> _Problems_
(a) Using the Anthony Salz biography below, answer these:
(i) On what date did Salz join the BBC Board of Governors?
(ii) Which body succeeded the Governors, and on what date?
(iii) At which firm was Salz co-senior partner until 2006?
(b) Write a continuation of the Anthony Salz biography, picking up after its final sentence.
Start of Given text
= Anthony Salz =

British solicitor (born 1950)

Sir Anthony Michael Vaughan Salz (born 30 June 1950) is a British solicitor. He sat on the Board of Governors of the BBC from 1 August 2004, after the resignation of the former Vice Chairman, Lord Ryder, and was Acting Chairman in 2006 following the resignation of Michael Grade as BBC Chairman on 28 November 2006, Salz became Acting Chairman, and continued in this position until the BBC Trust succeeded the Governors on 1 January 2007.

Salz's career had given him experience in the broadcasting industry, as he had worked on the merger of Rupert Murdoch's Sky Television with the ailing British Satellite Broadcasting to form BSkyB. Until 2006, he was co-senior partner at Freshfields Bruckhaus Deringer.
End of Given text
Start of Recorded information
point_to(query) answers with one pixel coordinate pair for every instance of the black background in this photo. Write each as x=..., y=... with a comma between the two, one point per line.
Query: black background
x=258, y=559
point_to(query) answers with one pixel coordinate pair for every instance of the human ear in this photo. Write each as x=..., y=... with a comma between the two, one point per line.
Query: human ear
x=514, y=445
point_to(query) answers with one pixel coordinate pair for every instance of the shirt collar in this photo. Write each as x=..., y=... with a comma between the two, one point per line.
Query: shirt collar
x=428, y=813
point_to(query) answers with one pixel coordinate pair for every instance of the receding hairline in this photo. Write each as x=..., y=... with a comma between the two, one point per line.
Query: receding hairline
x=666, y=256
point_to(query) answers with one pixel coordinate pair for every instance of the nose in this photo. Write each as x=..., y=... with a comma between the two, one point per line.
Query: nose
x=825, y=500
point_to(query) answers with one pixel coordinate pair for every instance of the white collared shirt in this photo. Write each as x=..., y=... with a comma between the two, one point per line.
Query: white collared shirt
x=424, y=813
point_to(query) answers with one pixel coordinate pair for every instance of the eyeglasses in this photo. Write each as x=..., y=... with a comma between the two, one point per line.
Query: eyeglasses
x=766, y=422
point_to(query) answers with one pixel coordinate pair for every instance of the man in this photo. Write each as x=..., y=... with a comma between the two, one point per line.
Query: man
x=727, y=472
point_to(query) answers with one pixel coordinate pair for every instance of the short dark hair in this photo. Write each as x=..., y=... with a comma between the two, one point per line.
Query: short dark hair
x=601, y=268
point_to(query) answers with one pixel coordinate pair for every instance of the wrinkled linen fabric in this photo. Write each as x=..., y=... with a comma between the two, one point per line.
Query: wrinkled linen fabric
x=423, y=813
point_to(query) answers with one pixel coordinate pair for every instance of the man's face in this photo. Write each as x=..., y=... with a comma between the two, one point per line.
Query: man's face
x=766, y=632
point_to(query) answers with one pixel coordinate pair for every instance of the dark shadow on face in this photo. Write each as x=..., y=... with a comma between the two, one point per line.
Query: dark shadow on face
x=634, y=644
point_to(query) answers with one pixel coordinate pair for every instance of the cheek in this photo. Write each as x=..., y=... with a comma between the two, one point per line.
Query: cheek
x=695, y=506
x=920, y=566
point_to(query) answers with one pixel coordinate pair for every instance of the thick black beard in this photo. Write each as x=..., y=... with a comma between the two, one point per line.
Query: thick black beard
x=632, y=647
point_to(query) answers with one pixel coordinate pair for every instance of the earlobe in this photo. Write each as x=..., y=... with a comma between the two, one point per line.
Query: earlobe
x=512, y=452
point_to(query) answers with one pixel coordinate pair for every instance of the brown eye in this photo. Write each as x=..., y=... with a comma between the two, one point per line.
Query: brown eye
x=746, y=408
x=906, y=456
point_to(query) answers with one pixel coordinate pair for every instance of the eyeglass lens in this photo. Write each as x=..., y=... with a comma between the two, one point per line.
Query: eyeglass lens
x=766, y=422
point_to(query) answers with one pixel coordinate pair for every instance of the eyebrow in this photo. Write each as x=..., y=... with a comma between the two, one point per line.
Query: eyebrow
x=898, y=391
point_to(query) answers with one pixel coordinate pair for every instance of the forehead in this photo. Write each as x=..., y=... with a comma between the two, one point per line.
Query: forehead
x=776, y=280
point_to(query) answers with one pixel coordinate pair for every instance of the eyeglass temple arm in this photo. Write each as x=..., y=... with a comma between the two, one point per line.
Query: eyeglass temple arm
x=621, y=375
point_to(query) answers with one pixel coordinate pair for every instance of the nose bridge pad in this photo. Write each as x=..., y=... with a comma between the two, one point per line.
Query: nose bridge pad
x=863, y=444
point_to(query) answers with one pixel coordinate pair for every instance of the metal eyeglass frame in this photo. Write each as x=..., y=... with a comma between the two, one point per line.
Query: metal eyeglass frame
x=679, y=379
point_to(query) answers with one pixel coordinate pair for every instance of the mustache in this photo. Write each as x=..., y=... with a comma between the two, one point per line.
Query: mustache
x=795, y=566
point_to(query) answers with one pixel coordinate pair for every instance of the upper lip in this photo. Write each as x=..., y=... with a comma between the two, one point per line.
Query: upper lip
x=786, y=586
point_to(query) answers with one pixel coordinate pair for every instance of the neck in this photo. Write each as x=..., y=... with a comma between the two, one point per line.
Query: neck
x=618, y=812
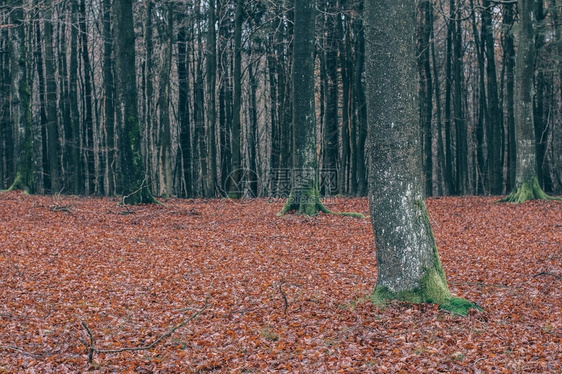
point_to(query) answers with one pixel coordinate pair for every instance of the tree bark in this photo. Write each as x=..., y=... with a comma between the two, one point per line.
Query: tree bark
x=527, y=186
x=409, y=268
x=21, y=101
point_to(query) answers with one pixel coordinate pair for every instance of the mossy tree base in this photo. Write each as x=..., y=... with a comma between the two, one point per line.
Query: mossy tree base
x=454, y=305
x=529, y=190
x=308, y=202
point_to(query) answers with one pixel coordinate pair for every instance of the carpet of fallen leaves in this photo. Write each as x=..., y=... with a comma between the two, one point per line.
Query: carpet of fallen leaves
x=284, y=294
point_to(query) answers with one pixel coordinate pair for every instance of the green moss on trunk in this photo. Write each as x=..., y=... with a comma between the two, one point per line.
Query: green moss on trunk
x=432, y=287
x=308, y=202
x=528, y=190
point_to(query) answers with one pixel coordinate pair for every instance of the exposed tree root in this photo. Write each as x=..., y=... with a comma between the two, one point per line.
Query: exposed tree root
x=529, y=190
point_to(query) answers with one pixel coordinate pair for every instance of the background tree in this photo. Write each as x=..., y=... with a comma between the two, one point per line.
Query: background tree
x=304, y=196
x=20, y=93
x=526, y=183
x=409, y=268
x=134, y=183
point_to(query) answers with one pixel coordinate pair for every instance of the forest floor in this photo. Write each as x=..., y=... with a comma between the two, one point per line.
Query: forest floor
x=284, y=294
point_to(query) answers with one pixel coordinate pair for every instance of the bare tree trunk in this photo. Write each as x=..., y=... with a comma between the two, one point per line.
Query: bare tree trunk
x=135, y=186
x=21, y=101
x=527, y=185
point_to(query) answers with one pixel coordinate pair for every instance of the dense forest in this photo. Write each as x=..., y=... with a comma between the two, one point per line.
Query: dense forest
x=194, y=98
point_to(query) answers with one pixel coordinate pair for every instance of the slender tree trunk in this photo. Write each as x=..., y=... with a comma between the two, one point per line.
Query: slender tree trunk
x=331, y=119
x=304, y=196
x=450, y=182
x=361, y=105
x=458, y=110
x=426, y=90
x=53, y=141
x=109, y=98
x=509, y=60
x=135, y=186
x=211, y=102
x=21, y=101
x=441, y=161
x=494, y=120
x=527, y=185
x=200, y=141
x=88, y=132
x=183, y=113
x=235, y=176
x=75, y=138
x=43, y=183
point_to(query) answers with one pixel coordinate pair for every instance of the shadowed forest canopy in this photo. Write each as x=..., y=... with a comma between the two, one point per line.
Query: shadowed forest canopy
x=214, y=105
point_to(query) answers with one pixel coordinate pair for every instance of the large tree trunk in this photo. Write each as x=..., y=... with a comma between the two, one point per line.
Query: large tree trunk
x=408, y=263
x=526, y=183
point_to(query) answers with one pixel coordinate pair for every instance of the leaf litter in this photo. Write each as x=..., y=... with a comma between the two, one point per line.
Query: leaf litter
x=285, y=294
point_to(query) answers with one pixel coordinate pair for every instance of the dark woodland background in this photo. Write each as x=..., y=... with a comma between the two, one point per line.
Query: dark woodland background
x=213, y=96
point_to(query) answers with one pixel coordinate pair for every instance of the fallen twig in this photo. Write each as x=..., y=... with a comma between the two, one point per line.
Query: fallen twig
End of Recorded information
> _Responses_
(a)
(i) 1 August 2004
(ii) The BBC Trust, on 1 January 2007
(iii) Freshfields Bruckhaus Deringer

(b)
==Early life and education==
Salz was born in Tavistock, Devon, and was educated at Radley College. Salz obtained his law degree from the University of Exeter in 1971.

==Career==
Salz has spent most of his career at Freshfields and its successor, Freshfields Bruckhaus Deringer. He spent a year at Davis Polk & Wardwell in New York in the late 1970s. From 1980 to 2006, Salz made a partner. From 1990 to 1994, he was the head of corporate finance.

In 1996, he became senior partner of Freshfields. He was a co-Senior Partner of Freshfields Bruckhaus Deringer from 2000 until 2006. In 2006, he joined Rothschild as an Executive Vice Chairman.

In July 2012, he was appointed to head an independent review into Barclays’ culture and business practices in the wake of the Libor-rigging scandal.

He is a non-executive board member at the Department for Education and is a trustee of the Scott Trust which owns The Guardian newspaper.

In August 2013, he was appointed chairman of the board of Bloomsbury Publishing, in an independent and non-executive capacity.

Salz was appointed non-executive vice chairman of venture firm Hambro Perks in 2019.

==Honours==
Salz was knighted in the 2013 Birthday Honours for services to young people and public life.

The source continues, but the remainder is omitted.